Prostitute Hanane Parry's body was discovered on July 20 this year. She had been murdered by a client and her dismembered body had been dumped in bin bags.

Hanane had turned to prostitution 18 months earlier. But how did a normal, happy child from Chester end up on the streets of Liverpool? RACHEL EATON spoke to Hanane's mother Diane Parry.

'TRIGGER, trigger, shoot the nigger.'

These were the words that haunted Hanane Parry.

The words she ran away from at 15 and kept on running from until she was murdered and found in pieces.

They are words her mother says helped to drive her from the family home and down a dangerous spiral of drugs and prostitution. And ultimately into the hands of a madman.

It is difficult to figure out who Diane Parry holds responsible for the death of her daughter: the teenagers who hounded her with racial abuse; the monster who strangled her; or herself, for forcing her to school as a child and not bringing off the streets.

'I wanted her to come home,' said Diane, of Warren Drive, Broughton. 'I thought when she was ready, maybe in months to come, maybe in years to come, she would turn around and say 'I have had enough of this life, I want to come home', but she didn't have the chance, he took it away from her.

'It feels as if I have a hole inside me and it's like cancer eating away at me and nobody can take that away.'

Hanane was a happy and carefree child. After her Libyan father left when she was 10 months old, Hanane and her mother developed a close bond. She was always a quiet girl, but when she reached high school her personality began to change.

'She became aggressive toward me, she used to swear at me and all sorts,' said Diane. 'She used to deliberately stay out till half 10 just so we'd have a big row. She'd get so upset I wouldn't send her to school the next day.

'I was just doing what I thought a good parent should do. I wanted a good education for my daughter. I knew some girls were picking on her, but I just thought it was teenage bitchiness.'

But a couple of years after she had left home Hanane revealed to her mum the extent of the abuse she received, and told her mother how she'd been hounded out of the area.

Diane said: 'It was grown men and a gang of girls, they threw stones at her. They would shout things like, 'trigger, trigger, shoot the nigger'. From being a loving, quiet, happy girl she changed.

'She was running from those girls, how do you deal with a life like that?'

At 15 Hanane left home - her mother was making her go to school, as any good mother would, but Hanane had had enough. She ran away and went to stay at the house of a friend. From there she jumped from hostel to hostel across North Wales.

During this time Hanane started taking drugs. She had a boyfriend who was sent to prison and drifted into the wrong crowd.

'In the hostel where she was staying she was fed a cocktail of drugs,' said Diane. 'She couldn't not take them when she was sitting in a room full of people who were taking them. It's because she was so trusting.'

During the next four years Hanane battled with an heroin addiction; at times she came off it and at one point returned home. But she couldn't bear the thought of her younger siblings seeing her take drugs so she left.

# # # # #

Exercise set »
A – According to the article about Hanane Parry, why did she leave home again after returning there while fighting her heroin addiction?
B – Answer these questions from the article about Hanane Parry:
(i) On what date was Hanane's body discovered?
(ii) How old was Hanane when her father left?
(iii) For how long did Hanane battle a heroin addiction?
C – Retype the passage of the article about Hanane Parry between "But a couple" and "of the area.", inclusive.

# # # # #

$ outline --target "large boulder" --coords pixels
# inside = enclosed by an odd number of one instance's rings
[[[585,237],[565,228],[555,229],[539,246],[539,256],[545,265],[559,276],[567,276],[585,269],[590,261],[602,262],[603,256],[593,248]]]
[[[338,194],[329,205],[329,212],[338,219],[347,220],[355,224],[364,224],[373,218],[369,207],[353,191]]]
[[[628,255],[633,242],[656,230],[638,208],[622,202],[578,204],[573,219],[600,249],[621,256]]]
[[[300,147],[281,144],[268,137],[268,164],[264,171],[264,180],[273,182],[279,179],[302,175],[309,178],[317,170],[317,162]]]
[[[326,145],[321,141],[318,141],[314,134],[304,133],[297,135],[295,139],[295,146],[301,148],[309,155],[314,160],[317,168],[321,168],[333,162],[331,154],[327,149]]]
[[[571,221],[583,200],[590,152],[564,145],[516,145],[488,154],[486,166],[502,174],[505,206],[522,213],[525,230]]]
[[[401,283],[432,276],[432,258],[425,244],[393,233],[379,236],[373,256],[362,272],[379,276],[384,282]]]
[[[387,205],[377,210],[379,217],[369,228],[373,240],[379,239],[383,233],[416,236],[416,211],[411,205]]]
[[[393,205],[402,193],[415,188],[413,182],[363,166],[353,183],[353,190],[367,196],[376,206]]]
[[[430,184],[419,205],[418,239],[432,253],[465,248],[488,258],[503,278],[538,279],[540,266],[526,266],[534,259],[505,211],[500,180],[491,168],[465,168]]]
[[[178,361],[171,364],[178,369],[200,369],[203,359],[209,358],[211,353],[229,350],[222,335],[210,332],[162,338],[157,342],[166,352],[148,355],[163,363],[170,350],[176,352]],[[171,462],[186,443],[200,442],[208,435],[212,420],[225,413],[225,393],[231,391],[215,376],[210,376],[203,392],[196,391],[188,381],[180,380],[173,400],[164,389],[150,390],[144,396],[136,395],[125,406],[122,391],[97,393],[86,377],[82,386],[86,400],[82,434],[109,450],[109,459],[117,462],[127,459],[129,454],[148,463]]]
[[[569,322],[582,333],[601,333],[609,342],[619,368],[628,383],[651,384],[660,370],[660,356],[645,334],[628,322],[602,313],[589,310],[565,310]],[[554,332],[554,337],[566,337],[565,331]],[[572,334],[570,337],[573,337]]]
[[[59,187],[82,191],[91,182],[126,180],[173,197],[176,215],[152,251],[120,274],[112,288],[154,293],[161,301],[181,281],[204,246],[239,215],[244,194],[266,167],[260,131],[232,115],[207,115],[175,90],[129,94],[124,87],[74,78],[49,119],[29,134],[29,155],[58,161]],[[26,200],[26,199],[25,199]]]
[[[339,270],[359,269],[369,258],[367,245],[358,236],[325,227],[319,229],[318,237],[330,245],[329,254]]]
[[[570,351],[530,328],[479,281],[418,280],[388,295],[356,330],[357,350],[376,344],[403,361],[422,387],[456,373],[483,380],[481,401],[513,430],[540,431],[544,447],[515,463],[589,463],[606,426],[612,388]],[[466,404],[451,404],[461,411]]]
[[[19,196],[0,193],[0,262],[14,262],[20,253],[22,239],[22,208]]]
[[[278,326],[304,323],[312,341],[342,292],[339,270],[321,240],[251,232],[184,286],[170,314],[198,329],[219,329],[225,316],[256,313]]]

# # # # #

Results for the exercise »
A – She could not bear the thought of her younger siblings seeing her take drugs, so she left.

B –
(i) July 20 this year.
(ii) 10 months old.
(iii) Four years.

C –
But a couple of years after she had left home Hanane revealed to her mum the extent of the abuse she received, and told her mother how she'd been hounded out of the area.